**Teks Pilihan**:

Din Syamsuddin:
SETIDAKNYA ada tiga sikap, perilaku, dan budaya yang ditampilkan sebagian besar umat Islam selama bulan suci Ramadan yang bertentangan secara diametris dengan nilai dan pesan Ramadan itu sendiri. Sikap, perilaku, dan budaya tersebut telah berlangsung bertahun-tahun dan sampai sekarang belum berubah, bahkan semakin bertambah. Itu bisa disebut sebagai paradoks Ramadan.
Pertama, sikap, perilaku, dan budaya yang ignoring terhadap nilai penting Ramadan sebagai kawah candradimuka pengembangan kepribadian. Ini mengejawantah dalam kecenderungan sedih menyambut Ramadan dan gembira saat melepasnya. Sebagian umat menampilkan sikap sedih, bahkan ada yang rejectif terhadap kehadiran bulan suci Ramadan, karena membayangkan lapar dan dahaga dalam ibadah puasa serta beban-beban ibadah lain selama Ramadan.
Sikap dan perilaku itu berbeda dengan yang ditampilkan Rasulullah SAW dan para sahabat. Mereka gembira menyambut Ramadan dan bersedih saat melepasnya. Gembira karena menemui kembali sang tamu agung yang ditunggu-tunggu. Dan, bersedih saat melepasnya karena belum tentu dapat menemuinya kembali tahun depan.
Kedua, Ramadan menekankan esensi pengendalian diri (imsak). Bahkan, para fuqaha mendefinisikan puasa sebagai ''imsak dari makan minum dan hubungan suami istri pada siang hari Ramadan''. Sebagai esensi Ramadan, budaya imsak akan membawa konsekuensi logis pada penghematan dan kebersahajaan. Termasuk dalam mengonsumsi makanan, minuman, dan pakaian.
Namun, budaya imsak itu nyaris tidak hadir selama Ramadan. Umat Islam justru lebih banyak menampilkan dan terjebak pada budaya konsumtif. Dengan demikian, istilah konsumtivisme Ramadan bukanlah mengada-ada karena telah menjadi fakta.

**Tugas Tertulis 1**:
Dalam teks tentang paradoks Ramadan, bagaimana para fuqaha mendefinisikan puasa?
**Tugas Tertulis 2**:
Teruskan teks tentang paradoks Ramadan dari kalimat terakhirnya.

**Data yang Ditampilkan**:
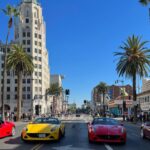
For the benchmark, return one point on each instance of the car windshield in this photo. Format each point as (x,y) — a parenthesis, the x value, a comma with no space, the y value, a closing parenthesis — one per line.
(105,121)
(47,120)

**Jawaban Tertulis 1**:
Para fuqaha mendefinisikan puasa sebagai imsak dari makan minum dan hubungan suami istri pada siang hari Ramadan.

**Jawaban Tertulis 2**:
Selama Ramadan, umat terjebak ke dalam konsumtivisme yang ekstrem. Berpuasa, rupanya, hanyalah mengubah jadwal makan dari tiga kali sehari di luar Ramadan menjadi dua kali, yakni sahur dan buka. Tetapi, dengan makanan yang banyak dan volume makan yang besar. Begitu pula menu Ramadan -baik kuantitatif maupun kualitatif- melebihi menu sehari-hari di luar Ramadan.
Tak pelak lagi, biaya konsumsi masyarakat Indonesia -tentu dengan mayoritas pemeluk Islam- meningkat hampir dua kali lipat pada bulan Ramadan. Apalagi, harga-harga barang pokok meningkat selama Ramadan. Dengan demikian, biaya yang harus dikeluarkan meningkat pula.
Konsumtivisme Ramadan tersebut masih bertambah pada barang-barang lain di luar makan minum, seperti pakaian dan keperluan rumah tangga lain. Karena itu, konsumtivisme Ramadan pun tampak melimpah ruah di pasar-pasar, supermarket, dan mal, khususnya pada sepuluh hari terakhir Ramadan.
Di sini terjadi paradoks antara esensi Ramadan atau imsak yang seharusnya mendorong sikap serta perilaku berhemat dan bersahaja dengan fakta praktik yang sangat konsumtif. Konsumtivisme Ramadan itu menunjukkan bahwa umat Islam terjebak ke dalam pemborosan besar-besaran. Padahal, Alquran menegaskan dengan jelas bahwa kaum pemboros (mubazir) adalah kroni setan.
Ketiga, paradoks dalam hal etos kerja dan produktivitas. Yang ditampilkan umat Islam selama Ramadan berbeda dengan yang ditunjukkan Rasulullah SAW dan para sahabat yang terjun ke medan perang (Perang Badar) dalam bulan Ramadan. Berpuasa ternyata tidak harus menjadi kendala untuk melakukan aktivitas fisik. Ramadan tidak harus mengurangi produktivitas. Bahkan, sebaliknya, harus mendorong etos kerja dan peningkatan produktivitas.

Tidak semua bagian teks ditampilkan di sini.